:: What the task requires ::
Select every line of the listing below that contains the word "protest", and copy each such line in full.

:: Records for this exercise ::
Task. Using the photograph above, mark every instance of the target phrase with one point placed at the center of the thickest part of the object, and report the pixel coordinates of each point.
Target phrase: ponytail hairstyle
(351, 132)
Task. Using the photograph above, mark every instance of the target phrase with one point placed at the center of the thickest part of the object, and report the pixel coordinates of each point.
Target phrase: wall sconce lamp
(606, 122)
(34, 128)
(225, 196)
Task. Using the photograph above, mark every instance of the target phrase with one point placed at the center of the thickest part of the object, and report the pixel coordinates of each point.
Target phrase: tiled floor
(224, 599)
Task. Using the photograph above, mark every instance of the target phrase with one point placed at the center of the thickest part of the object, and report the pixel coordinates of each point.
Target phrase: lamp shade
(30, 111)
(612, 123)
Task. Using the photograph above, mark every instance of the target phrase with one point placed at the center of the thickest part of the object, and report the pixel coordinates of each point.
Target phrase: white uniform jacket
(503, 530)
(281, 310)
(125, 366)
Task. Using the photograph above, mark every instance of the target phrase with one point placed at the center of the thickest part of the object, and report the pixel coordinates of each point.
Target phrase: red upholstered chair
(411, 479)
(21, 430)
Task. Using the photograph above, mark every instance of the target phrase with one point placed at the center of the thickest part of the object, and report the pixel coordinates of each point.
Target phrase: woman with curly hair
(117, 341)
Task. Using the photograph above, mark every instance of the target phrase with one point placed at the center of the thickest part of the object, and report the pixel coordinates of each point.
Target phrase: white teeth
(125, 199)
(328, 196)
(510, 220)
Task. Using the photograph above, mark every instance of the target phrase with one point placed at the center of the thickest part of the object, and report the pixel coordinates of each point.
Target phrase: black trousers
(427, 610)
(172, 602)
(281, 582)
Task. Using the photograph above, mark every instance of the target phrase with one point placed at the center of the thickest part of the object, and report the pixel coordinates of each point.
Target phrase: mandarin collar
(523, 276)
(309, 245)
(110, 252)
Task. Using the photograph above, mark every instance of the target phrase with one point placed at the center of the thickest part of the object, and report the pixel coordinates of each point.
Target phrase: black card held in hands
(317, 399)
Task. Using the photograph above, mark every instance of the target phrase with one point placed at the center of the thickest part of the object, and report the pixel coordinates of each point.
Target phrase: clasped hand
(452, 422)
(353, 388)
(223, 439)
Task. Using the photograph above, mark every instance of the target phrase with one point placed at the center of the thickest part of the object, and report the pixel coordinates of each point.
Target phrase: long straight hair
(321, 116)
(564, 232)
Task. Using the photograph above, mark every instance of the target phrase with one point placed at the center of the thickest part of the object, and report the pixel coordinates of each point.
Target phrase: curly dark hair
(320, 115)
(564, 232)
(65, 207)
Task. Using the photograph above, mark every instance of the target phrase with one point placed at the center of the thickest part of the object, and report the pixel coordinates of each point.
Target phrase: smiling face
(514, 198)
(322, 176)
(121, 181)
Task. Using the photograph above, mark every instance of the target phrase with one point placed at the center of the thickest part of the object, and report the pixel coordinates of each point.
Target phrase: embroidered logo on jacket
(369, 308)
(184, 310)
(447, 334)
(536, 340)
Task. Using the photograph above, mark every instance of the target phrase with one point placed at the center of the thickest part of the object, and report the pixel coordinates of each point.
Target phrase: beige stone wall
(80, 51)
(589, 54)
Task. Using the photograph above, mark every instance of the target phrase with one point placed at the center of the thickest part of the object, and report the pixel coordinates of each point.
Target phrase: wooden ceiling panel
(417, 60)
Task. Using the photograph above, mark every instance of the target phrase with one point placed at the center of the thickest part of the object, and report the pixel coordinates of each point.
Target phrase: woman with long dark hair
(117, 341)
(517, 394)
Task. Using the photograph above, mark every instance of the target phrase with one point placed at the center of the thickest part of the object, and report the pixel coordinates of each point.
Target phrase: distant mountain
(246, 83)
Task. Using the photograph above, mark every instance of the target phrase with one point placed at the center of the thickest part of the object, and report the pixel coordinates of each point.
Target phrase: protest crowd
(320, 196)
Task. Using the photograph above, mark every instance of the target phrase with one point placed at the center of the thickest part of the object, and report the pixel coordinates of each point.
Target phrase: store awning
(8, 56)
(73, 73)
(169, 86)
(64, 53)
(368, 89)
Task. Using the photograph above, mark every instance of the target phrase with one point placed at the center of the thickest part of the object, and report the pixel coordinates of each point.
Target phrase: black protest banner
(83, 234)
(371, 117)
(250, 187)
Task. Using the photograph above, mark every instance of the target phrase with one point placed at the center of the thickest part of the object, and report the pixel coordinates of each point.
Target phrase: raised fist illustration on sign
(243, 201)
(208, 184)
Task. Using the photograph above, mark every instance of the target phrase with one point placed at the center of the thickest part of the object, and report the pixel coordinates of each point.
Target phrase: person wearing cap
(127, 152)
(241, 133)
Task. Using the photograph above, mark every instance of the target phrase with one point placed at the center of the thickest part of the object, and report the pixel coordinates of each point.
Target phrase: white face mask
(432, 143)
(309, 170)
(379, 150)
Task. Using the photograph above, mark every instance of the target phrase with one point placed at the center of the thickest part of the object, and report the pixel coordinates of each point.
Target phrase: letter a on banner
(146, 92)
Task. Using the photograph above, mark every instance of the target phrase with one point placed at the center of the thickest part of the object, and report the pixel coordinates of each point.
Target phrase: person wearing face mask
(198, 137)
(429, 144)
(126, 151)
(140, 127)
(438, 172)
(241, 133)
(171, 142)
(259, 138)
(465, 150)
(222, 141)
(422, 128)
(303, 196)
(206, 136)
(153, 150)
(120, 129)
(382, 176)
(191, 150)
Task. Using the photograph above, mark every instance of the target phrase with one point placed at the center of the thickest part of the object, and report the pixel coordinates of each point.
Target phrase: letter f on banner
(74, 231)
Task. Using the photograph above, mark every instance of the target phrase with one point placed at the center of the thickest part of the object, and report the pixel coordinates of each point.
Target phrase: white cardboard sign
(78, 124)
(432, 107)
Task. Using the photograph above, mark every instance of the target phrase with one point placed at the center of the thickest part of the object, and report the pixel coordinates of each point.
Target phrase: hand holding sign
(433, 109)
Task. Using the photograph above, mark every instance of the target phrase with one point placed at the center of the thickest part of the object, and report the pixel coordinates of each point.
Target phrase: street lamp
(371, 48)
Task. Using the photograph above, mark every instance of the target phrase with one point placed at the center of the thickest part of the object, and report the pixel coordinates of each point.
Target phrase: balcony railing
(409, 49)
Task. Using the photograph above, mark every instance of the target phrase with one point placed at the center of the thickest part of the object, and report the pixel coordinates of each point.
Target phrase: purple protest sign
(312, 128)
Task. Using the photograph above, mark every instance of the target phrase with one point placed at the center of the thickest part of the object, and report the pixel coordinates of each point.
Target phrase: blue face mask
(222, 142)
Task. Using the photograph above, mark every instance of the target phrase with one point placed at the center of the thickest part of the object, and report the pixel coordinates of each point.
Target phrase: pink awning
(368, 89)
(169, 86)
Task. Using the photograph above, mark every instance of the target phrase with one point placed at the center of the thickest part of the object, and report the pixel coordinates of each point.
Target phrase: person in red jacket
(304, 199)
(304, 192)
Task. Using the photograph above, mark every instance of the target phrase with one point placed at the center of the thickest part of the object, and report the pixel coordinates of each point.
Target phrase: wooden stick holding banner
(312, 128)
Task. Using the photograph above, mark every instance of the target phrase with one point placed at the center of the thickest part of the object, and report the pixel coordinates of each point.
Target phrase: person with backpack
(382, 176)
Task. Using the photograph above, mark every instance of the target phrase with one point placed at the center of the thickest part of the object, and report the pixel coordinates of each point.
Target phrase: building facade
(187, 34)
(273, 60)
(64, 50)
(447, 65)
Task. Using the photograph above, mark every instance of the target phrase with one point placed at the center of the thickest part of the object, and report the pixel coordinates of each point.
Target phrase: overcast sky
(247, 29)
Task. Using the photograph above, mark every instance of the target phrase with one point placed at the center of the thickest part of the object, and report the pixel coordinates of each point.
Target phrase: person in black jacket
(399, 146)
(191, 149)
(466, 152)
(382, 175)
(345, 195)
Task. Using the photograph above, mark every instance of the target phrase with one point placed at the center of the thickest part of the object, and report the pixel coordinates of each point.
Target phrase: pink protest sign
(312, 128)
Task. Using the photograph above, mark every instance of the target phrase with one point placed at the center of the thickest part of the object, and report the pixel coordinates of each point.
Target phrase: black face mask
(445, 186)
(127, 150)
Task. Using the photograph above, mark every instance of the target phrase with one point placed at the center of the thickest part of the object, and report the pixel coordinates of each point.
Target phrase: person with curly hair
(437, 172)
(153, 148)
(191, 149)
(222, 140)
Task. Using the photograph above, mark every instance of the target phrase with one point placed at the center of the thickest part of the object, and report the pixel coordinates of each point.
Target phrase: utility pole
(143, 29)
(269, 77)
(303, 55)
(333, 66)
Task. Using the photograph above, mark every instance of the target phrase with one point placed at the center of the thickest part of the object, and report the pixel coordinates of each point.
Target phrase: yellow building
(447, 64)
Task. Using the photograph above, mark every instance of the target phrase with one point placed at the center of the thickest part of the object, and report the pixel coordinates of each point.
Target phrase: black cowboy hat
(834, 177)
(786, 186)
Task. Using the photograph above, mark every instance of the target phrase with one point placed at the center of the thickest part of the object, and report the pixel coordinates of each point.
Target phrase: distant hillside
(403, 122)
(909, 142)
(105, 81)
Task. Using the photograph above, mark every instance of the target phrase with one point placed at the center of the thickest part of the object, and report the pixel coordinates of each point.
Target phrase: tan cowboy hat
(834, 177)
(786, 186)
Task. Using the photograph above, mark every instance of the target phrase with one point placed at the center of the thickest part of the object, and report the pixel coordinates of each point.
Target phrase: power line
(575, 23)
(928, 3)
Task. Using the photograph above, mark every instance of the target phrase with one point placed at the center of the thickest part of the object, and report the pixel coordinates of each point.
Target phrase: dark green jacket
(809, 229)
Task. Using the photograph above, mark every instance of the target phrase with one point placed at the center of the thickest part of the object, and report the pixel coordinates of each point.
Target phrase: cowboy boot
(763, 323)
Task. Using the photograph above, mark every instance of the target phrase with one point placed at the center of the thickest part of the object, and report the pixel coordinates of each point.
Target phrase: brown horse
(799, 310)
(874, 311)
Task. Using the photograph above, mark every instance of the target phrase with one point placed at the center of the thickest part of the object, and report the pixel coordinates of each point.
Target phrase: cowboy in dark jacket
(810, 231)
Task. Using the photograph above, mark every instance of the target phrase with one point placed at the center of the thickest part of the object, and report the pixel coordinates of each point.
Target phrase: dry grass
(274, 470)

:: Final result ::
Target phrase: protest crowd
Target phrase: black protest banner
Target phrase: purple protest sign
Target phrase: pink protest sign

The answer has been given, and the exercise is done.